Repeat the passage of the article on North Carolina's abortion-restriction law from "Eagles left in" up to and including "them or not.".

## Reading text
• • •
Although the temporary block was greeted by women’s rights advocates around the state, Judge Eagles still left the rest of the law in place, including the requirement that the patient be given a list of agencies that "offer alternatives to abortion," such as "crisis pregnancy centers," or CPCs; these centers, as we’ve written before, and as was confirmed recently by an extensive study of CPCs in N.C., are largely little more than fake medical clinics where utterly unqualified people wear white lab coats as if they were doctors. The clinics are usually run by anti-abortion and/or religious groups, many of which have given women misleading or false information in order to keep them from having an abortion.

Eagles left in place the requirement that the state set up a website containing abortion-related materials; each of the separate materials "shall prominently display the following statement: 'The life of each human being begins at conception. Abortion will terminate the life of a separate, unique living human being.'" Which, again, is fine except for one crucial thing: Those are theological/philosophical theories, not provable scientific facts. So, although the most horrendous of the law’s parts has been blocked, at least temporarily, if you're a woman who has chosen to have an abortion in North Carolina, you are, as of today, legally bound to have the religious right's views spoon-fed to you whether you want to hear them or not.

As we’ve written before, I want to know how GOP legislators plan to keep a straight face the next time they describe themselves to voters as the party that “trusts people to make their own informed decisions without government intervention." If you had to pick anything that the GOP-led General Assembly passed as the grandest example of that party’s hypocrisy and repugnant pandering to the religious right, it’s the abortion-restriction law that goes into effect today.
• • •
Records from a data source

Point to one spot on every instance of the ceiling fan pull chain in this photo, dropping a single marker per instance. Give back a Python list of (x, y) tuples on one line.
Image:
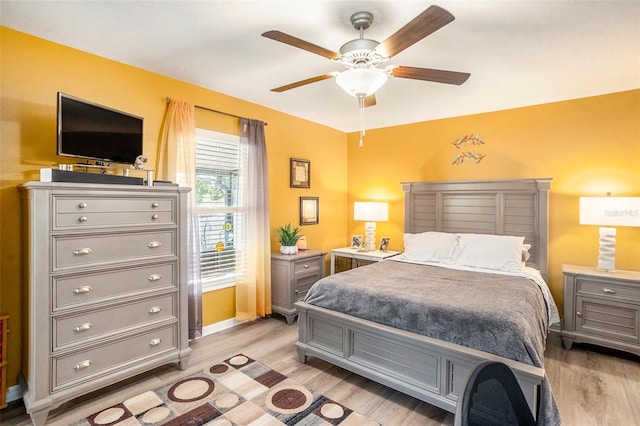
[(361, 106)]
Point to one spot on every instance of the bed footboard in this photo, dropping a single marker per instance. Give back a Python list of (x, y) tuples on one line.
[(425, 368)]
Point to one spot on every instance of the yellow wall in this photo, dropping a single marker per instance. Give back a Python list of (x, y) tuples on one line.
[(588, 146), (34, 70)]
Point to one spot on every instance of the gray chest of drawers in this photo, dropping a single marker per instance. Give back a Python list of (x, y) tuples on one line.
[(104, 287), (601, 308), (291, 278)]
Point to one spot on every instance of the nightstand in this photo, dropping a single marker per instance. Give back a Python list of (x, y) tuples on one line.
[(359, 258), (601, 308), (291, 277)]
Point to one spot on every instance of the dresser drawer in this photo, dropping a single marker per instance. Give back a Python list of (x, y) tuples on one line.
[(613, 320), (82, 366), (88, 212), (608, 288), (305, 265), (79, 290), (104, 249), (73, 329)]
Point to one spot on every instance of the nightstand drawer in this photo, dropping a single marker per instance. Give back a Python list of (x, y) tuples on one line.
[(608, 319), (303, 284), (305, 265), (596, 287)]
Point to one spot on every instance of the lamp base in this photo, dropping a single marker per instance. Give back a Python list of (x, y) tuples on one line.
[(606, 256), (369, 236)]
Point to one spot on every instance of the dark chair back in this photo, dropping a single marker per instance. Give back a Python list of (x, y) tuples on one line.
[(492, 396)]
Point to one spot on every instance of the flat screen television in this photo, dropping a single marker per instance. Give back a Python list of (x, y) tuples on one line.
[(96, 132)]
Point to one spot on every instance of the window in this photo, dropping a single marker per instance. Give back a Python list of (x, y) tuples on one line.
[(219, 161)]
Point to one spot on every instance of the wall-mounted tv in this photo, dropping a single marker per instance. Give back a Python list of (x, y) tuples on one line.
[(96, 132)]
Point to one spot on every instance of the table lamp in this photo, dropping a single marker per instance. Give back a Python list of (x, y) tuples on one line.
[(608, 212), (371, 212)]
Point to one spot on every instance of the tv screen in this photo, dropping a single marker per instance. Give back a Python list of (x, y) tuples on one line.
[(96, 132)]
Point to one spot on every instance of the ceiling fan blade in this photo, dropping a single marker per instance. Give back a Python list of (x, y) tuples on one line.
[(369, 100), (421, 26), (439, 76), (300, 44), (302, 82)]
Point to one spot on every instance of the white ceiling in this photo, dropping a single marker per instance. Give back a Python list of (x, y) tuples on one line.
[(519, 53)]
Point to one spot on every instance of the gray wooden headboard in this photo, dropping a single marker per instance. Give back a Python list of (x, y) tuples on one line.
[(502, 207)]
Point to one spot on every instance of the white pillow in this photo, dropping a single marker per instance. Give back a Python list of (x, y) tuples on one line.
[(430, 246), (499, 252)]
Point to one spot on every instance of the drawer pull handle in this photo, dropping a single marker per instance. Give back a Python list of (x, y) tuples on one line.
[(83, 364), (83, 327), (82, 252)]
• • •
## Response area
Eagles left in place the requirement that the state set up a website containing abortion-related materials; each of the separate materials "shall prominently display the following statement: 'The life of each human being begins at conception. Abortion will terminate the life of a separate, unique living human being.'" Which, again, is fine except for one crucial thing: Those are theological/philosophical theories, not provable scientific facts. So, although the most horrendous of the law’s parts has been blocked, at least temporarily, if you're a woman who has chosen to have an abortion in North Carolina, you are, as of today, legally bound to have the religious right's views spoon-fed to you whether you want to hear them or not.